__Exercise directions__
Can you rewrite the listing from the line with "Task: indicate the wood" up to and including the line with "[(613, 145), (204, 177)]", changing every "indicate" to "mark" and keeping everything else the same?

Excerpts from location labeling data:
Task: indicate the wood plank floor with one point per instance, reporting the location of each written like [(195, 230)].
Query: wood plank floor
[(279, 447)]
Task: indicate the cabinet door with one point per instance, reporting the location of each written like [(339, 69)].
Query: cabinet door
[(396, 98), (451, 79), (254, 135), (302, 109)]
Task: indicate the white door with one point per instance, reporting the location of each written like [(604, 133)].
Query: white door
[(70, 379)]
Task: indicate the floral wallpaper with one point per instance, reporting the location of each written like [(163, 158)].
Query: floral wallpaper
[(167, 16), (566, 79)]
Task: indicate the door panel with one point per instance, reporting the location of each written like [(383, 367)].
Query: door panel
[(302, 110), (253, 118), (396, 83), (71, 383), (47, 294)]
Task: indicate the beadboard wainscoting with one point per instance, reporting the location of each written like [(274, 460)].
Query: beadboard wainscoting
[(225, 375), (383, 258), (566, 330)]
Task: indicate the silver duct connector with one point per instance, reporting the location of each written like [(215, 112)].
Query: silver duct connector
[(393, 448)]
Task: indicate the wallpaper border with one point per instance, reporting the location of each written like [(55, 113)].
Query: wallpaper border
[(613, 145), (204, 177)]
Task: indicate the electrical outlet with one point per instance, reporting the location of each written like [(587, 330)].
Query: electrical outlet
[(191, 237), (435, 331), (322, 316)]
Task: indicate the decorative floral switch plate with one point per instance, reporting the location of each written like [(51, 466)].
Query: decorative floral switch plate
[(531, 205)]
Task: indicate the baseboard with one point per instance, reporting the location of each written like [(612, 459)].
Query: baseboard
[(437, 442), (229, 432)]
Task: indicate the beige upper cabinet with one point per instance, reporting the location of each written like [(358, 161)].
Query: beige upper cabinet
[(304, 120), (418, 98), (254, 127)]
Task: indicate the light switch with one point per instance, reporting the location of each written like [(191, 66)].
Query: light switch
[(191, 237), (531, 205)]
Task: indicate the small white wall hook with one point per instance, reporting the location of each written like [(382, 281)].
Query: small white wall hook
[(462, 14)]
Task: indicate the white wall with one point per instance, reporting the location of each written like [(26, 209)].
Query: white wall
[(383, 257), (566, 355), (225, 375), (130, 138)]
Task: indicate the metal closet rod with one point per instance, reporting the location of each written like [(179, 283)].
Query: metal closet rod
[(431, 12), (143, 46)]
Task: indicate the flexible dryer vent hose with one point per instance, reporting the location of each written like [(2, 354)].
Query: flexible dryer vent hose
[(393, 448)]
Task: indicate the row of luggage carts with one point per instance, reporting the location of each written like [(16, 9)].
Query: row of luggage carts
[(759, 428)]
...
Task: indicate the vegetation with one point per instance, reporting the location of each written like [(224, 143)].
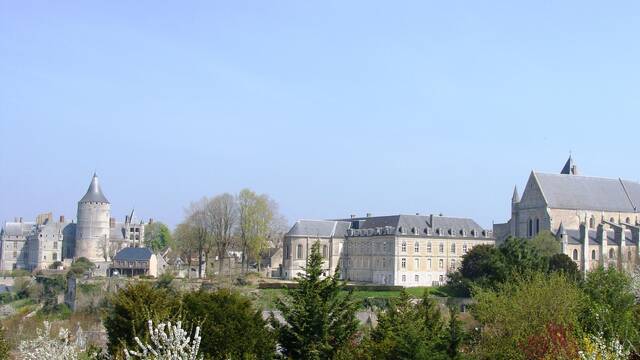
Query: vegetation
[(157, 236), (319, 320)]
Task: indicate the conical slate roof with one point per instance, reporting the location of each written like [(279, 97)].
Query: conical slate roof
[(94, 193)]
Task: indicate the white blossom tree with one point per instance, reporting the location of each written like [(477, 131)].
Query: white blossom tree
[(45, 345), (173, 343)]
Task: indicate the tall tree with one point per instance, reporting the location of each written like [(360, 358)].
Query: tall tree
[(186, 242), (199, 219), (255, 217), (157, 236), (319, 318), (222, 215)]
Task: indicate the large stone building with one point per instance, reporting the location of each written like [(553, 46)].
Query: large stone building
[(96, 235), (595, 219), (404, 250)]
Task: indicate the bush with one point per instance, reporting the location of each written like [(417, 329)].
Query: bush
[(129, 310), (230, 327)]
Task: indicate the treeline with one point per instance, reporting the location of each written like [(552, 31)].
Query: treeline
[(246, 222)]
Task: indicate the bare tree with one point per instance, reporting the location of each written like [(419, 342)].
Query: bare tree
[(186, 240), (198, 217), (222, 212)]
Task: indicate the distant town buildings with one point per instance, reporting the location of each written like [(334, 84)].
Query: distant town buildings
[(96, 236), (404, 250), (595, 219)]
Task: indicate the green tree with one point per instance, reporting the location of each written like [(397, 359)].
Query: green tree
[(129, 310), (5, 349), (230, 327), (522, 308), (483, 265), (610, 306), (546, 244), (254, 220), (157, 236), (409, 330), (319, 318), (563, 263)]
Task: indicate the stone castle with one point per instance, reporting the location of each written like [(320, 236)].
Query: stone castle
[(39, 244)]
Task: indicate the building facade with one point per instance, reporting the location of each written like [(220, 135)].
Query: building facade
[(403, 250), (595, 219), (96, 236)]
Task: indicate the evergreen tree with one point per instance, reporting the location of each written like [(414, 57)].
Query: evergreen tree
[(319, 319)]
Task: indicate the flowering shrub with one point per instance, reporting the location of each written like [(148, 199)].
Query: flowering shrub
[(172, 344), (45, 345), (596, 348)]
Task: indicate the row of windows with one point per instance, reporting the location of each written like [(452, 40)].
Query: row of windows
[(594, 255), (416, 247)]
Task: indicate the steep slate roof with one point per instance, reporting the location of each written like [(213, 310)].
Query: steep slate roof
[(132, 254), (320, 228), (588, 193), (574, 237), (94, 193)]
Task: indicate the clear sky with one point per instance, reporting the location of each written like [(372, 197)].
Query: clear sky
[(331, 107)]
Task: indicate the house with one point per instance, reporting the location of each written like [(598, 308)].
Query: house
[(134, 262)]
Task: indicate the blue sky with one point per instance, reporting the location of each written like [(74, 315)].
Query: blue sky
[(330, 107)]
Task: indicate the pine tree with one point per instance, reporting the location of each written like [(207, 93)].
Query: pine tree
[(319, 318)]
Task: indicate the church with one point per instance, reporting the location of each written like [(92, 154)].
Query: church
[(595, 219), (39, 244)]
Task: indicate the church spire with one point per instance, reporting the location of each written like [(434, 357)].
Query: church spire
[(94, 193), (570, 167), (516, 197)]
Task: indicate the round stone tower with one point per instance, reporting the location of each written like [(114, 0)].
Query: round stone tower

__Solution__
Task: mark the wood plank floor with one point per instance, reporting the location of each written like [(195, 230)].
Query: wood plank floor
[(279, 447)]
Task: mark the cabinet door with one point per instance, reporting the location of each written like [(339, 69)].
Query: cabinet door
[(396, 98), (451, 79), (254, 135), (302, 109)]
Task: mark the white door with one point per instance, reporting the location of each written like [(604, 133)].
Query: white door
[(70, 379)]
Task: mark the floral wallpaper with one point per instance, reporting the location of each written like [(163, 158)].
Query: floral wallpaper
[(167, 16), (566, 79)]
Task: mark the door panel with one point per instance, reporting the location of each written like [(383, 367)].
Query: door panel
[(302, 110), (253, 118), (396, 83), (71, 383), (47, 294)]
Task: mark the beadboard wainscoting with one point per instance, reporting the location of each written like [(274, 460)].
Query: beadboard wainscoting
[(225, 375), (383, 258), (566, 330)]
Task: mark the silver duct connector with one point per instance, reporting the location of each written like [(215, 112)].
Query: silver duct connector
[(393, 448)]
Task: mark the wallpaper border with one point per instance, reporting the location of each written like [(55, 113)].
Query: wallpaper border
[(613, 145), (204, 177)]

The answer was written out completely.